## [To be done]
Transcribe the rows below word for word, starting at the line containing "of the small" and continuing through the last line of the rows.

[Start of Records for the exercise]

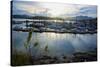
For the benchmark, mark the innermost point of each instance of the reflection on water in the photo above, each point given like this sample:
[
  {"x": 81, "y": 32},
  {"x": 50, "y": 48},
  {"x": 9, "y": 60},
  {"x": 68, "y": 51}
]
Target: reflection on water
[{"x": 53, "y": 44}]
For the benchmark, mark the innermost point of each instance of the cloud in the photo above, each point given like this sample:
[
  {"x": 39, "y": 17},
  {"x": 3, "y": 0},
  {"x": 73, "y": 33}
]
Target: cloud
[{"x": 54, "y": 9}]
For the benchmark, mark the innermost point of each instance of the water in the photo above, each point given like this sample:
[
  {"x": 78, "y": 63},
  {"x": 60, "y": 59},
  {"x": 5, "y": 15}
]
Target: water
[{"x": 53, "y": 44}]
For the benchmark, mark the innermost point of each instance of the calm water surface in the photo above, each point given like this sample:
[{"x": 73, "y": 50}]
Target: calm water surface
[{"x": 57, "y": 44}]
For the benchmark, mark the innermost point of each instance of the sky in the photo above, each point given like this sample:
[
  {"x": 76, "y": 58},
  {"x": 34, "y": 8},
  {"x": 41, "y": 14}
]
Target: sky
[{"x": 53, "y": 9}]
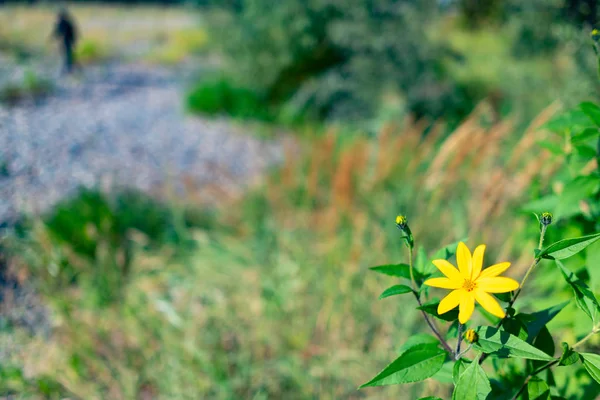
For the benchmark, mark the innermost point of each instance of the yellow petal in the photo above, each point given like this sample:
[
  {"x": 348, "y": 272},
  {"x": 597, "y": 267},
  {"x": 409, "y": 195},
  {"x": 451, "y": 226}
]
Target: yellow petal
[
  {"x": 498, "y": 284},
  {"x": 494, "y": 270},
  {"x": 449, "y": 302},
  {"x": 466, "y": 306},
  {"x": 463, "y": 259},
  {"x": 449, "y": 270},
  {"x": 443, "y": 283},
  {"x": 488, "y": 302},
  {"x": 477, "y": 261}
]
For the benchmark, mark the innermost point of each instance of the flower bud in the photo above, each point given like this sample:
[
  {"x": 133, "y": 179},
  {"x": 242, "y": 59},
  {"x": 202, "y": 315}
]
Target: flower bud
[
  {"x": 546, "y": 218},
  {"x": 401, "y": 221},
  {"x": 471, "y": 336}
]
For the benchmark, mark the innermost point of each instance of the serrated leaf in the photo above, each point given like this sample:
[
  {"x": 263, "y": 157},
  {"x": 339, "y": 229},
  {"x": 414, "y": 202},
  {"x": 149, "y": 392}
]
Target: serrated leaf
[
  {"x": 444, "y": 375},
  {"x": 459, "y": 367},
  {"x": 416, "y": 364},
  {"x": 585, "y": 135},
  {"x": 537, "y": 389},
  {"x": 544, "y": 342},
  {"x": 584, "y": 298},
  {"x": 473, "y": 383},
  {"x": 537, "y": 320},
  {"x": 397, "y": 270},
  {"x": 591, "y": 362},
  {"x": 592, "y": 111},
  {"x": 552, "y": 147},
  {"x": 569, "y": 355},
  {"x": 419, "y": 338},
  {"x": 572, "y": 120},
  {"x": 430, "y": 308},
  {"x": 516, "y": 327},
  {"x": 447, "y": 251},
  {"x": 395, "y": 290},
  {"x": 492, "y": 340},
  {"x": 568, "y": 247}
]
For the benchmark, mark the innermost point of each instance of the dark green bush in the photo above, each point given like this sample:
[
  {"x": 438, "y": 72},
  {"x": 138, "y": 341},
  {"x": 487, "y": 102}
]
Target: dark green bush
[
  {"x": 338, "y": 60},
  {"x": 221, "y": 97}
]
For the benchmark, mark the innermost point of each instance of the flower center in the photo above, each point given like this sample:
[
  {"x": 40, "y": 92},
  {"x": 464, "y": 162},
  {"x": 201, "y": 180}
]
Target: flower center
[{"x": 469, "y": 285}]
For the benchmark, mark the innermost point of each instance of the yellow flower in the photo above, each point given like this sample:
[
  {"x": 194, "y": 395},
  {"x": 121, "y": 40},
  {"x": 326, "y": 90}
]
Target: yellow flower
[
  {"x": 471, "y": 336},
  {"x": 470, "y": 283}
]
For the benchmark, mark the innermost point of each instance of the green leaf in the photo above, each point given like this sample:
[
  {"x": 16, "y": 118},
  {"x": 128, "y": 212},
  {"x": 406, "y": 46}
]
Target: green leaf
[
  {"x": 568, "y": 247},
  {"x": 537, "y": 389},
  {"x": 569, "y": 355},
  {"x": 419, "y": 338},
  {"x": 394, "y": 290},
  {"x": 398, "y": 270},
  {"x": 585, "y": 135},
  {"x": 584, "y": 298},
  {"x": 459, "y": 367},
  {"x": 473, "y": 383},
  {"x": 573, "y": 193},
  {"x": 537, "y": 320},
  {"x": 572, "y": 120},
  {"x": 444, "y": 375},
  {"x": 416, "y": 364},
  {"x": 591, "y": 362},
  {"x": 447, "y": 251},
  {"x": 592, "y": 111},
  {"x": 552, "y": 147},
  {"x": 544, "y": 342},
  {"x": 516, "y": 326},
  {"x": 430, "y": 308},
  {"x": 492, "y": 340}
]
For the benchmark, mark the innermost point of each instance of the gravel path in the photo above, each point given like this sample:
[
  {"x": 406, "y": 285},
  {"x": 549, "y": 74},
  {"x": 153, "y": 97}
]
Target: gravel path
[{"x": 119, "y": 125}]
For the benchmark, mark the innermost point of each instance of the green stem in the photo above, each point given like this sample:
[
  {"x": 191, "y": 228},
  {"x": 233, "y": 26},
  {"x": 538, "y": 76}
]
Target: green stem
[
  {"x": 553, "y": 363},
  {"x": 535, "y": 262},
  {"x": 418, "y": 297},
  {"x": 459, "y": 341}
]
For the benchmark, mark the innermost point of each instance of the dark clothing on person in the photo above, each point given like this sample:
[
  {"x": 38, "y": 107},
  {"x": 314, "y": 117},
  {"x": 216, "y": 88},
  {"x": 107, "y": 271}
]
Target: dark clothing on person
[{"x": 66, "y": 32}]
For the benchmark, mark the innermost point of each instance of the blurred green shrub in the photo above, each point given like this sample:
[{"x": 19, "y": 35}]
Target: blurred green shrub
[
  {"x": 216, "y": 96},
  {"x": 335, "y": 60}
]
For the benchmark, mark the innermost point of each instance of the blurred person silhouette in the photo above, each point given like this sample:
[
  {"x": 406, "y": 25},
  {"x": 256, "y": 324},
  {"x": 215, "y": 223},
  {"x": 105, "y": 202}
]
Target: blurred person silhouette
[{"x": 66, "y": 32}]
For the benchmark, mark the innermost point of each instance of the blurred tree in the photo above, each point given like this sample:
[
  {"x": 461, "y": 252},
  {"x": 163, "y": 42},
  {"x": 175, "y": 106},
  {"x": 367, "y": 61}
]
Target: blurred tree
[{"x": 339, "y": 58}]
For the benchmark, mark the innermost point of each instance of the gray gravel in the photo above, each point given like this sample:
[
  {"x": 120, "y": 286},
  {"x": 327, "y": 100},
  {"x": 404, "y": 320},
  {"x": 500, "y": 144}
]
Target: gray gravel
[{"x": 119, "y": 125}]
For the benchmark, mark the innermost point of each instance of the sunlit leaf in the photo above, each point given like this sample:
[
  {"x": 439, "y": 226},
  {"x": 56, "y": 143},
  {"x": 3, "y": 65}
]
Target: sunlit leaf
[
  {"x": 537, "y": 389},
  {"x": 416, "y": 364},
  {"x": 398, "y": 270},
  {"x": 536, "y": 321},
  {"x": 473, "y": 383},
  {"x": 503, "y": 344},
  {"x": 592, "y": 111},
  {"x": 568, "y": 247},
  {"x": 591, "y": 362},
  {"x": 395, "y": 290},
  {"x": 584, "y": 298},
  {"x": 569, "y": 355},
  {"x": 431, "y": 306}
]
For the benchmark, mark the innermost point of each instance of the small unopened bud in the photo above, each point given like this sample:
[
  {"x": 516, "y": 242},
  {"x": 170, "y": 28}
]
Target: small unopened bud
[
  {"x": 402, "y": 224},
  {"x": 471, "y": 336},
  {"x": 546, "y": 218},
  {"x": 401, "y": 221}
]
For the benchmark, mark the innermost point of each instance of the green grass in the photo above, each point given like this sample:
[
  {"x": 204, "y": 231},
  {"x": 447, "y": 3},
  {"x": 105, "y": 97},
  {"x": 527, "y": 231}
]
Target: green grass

[End of Records for the exercise]

## [Expected output]
For the benchmark, mark the innermost point of each instance of the small unopened bud in the photo above, each point given like this sample:
[
  {"x": 516, "y": 242},
  {"x": 170, "y": 28}
]
Target: small unopened bud
[
  {"x": 402, "y": 224},
  {"x": 471, "y": 336},
  {"x": 546, "y": 218},
  {"x": 401, "y": 221}
]
For the benchmark, mark the innermost point of each instance of the green grass in the photo above, each point given like this sample:
[
  {"x": 204, "y": 231},
  {"x": 447, "y": 3},
  {"x": 105, "y": 97},
  {"x": 527, "y": 231}
]
Target: green grass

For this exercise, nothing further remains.